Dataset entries
· · · ·
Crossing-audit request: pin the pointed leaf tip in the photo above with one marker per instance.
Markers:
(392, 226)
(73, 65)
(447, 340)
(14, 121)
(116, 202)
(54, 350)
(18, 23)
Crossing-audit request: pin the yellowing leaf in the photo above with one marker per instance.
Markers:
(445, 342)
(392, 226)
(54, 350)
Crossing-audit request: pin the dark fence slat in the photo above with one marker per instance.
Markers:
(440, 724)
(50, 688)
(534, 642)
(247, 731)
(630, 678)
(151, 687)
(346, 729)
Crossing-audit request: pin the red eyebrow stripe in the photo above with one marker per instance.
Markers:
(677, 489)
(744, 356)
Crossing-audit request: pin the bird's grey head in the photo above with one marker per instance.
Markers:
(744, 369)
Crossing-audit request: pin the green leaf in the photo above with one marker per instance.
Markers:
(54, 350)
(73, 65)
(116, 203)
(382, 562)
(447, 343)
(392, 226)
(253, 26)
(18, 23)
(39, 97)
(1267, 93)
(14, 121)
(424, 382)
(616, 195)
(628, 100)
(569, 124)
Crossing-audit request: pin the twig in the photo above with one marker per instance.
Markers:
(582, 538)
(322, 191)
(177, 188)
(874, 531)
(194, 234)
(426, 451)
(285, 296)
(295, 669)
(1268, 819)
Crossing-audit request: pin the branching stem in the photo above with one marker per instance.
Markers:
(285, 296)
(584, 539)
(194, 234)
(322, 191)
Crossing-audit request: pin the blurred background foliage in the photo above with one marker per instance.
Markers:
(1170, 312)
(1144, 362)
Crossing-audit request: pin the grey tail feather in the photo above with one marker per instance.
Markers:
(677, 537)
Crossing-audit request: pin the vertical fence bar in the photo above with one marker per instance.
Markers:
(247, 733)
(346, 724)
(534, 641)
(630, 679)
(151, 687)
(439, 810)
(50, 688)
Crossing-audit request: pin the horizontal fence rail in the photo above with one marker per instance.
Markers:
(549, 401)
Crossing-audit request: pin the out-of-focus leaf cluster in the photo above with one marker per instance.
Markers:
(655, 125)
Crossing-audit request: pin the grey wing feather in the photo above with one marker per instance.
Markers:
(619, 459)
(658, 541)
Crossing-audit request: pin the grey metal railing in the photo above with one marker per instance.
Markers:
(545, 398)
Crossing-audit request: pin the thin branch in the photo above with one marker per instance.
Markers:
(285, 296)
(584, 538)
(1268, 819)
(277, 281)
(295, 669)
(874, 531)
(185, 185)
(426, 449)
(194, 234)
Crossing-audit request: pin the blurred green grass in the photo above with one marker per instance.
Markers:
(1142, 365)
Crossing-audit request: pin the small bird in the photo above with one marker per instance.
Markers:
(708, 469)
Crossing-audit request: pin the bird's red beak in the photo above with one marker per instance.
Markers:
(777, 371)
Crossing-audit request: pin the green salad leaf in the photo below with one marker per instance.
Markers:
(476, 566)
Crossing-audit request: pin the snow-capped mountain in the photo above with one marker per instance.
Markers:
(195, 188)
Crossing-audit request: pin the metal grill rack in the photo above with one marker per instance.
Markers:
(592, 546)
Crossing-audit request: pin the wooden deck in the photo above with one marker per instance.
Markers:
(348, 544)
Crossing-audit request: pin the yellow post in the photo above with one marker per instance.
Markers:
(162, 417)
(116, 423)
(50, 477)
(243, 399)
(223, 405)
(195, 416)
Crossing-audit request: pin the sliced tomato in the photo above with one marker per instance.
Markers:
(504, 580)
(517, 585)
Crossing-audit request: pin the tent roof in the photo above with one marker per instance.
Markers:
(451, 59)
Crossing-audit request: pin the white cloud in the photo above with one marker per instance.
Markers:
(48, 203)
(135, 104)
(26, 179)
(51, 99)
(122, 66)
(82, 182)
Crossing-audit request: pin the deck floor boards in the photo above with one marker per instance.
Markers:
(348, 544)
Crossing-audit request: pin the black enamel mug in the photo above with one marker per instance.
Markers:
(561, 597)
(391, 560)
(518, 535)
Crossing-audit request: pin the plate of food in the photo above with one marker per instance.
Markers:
· · · ·
**EXERCISE BRIEF**.
Copy every entry above line for line, without changing a single character.

**PROBLEM SOLUTION**.
Crossing-audit request: pin the pointed leaf tip in the photo above with one marker per instance.
Markers:
(392, 226)
(73, 65)
(447, 340)
(14, 121)
(116, 202)
(54, 350)
(18, 23)
Crossing-audit request: pin the yellowing leaf in the photo above with one marker per instance.
Markers:
(445, 342)
(392, 226)
(54, 350)
Crossing-audit request: pin the dark fence slat in the photo above with one marker per instance.
Markers:
(440, 724)
(50, 688)
(534, 642)
(247, 731)
(630, 678)
(151, 687)
(346, 729)
Crossing-audit request: pin the red eyebrow stripe in the photo above with one marker per instance.
Markers:
(677, 489)
(744, 356)
Crossing-audit request: pin the bird's grey head in the photo above with one marker per instance.
Markers:
(744, 369)
Crossing-audit request: pin the green leaf in the photo above with one marker per instance.
Markers:
(54, 350)
(73, 65)
(116, 203)
(382, 562)
(447, 343)
(392, 226)
(253, 26)
(18, 23)
(39, 97)
(1267, 93)
(14, 121)
(424, 382)
(616, 195)
(628, 100)
(569, 124)
Crossing-audit request: pin the twig in the photo above with one marker per instance.
Markers:
(582, 538)
(322, 191)
(177, 188)
(874, 531)
(194, 234)
(426, 451)
(285, 296)
(295, 669)
(1268, 819)
Crossing-audit request: pin the branching stem in the photo above with one marker per instance.
Markers:
(285, 296)
(584, 539)
(194, 234)
(322, 191)
Crossing-audit request: pin the blurred background foliage in the photo above with one marker per instance.
Markers:
(1170, 312)
(1144, 362)
Crossing-audit request: pin the grey tail feather in the photo above with one marker per instance.
Markers:
(677, 537)
Crossing-audit request: pin the vertical fence bar in the photo above with one marker per instance.
Markers:
(247, 733)
(346, 724)
(534, 641)
(630, 679)
(151, 687)
(439, 810)
(50, 688)
Crossing-audit request: pin the horizontal fence rail in the photo above with one marker per instance.
Markers:
(549, 401)
Crossing-audit request: pin the out-of-focus leaf cluster in the photo above with one marker per instance.
Markers:
(655, 125)
Crossing-audit request: pin the grey wing feather in the photo above with one marker per instance.
Markers:
(619, 459)
(658, 541)
Crossing-audit request: pin the grey metal railing in the photo above with one marker per instance.
Markers:
(545, 398)
Crossing-audit request: pin the thin branch in the photo above with one marker per instance.
Markers:
(285, 296)
(584, 538)
(1268, 819)
(277, 281)
(295, 669)
(874, 531)
(185, 185)
(426, 449)
(194, 234)
Crossing-audit request: pin the blurred green grass in the photo above with one marker per instance.
Markers:
(1142, 365)
Crossing-audit request: pin the small bird in the photo above with one marker per instance.
Markers:
(708, 469)
Crossing-audit request: pin the bird's red beak in the photo above with one marker per instance.
Markers:
(777, 371)
Crossing-audit request: pin the green salad leaf in the photo below with one marker per instance.
Markers:
(476, 566)
Crossing-audit request: pin the snow-capped mountain in the photo above with one marker per instance.
Markers:
(195, 188)
Crossing-audit request: pin the metal grill rack in the photo above with one marker per instance.
Markers:
(592, 546)
Crossing-audit request: pin the wooden deck in the photo above with one marker per instance.
Markers:
(348, 544)
Crossing-audit request: pin the yellow post in the photo above with one marker per instance.
Markers:
(162, 417)
(116, 423)
(50, 477)
(243, 399)
(223, 405)
(195, 416)
Crossing-audit request: pin the sliced tomato in the photo above with one marker per instance.
Markers:
(504, 580)
(517, 585)
Crossing-audit request: pin the tent roof in the photo above with one marker per instance.
Markers:
(451, 59)
Crossing-audit request: pin the white cloud in the photo above with one marker per instance.
Markers:
(48, 203)
(135, 104)
(26, 179)
(51, 99)
(122, 66)
(82, 182)
Crossing-audit request: pin the deck floor boards in the photo above with one marker per instance.
Markers:
(348, 544)
Crossing-audit request: pin the black enamel mug in the photo above with one marker per instance.
Markers:
(561, 597)
(391, 560)
(518, 535)
Crossing-audit request: pin the plate of food in the photo above with one marker per instance.
Markers:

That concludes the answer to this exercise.